Aim
Rewrite the rows below so that "green lawn" becomes "mowed grass" wherever it occurs. Leave every other character unchanged.

Excerpted data
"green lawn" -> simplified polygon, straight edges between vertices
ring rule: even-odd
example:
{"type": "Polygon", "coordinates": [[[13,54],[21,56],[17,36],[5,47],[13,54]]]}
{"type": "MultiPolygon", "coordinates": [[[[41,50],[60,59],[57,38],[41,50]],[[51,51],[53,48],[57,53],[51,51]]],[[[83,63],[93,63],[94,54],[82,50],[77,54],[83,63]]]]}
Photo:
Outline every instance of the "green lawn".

Answer to the exercise
"mowed grass" -> simplified polygon, straight edges between vertices
ring rule: even-odd
example:
{"type": "Polygon", "coordinates": [[[13,54],[21,56],[17,36],[5,47],[13,54]]]}
{"type": "MultiPolygon", "coordinates": [[[[41,50],[60,59],[57,38],[41,50]],[[51,51],[53,48],[57,53],[51,51]]],[[[83,63],[93,63],[94,54],[82,50],[77,54],[83,63]]]]}
Photo:
Outline every instance of the "mowed grass".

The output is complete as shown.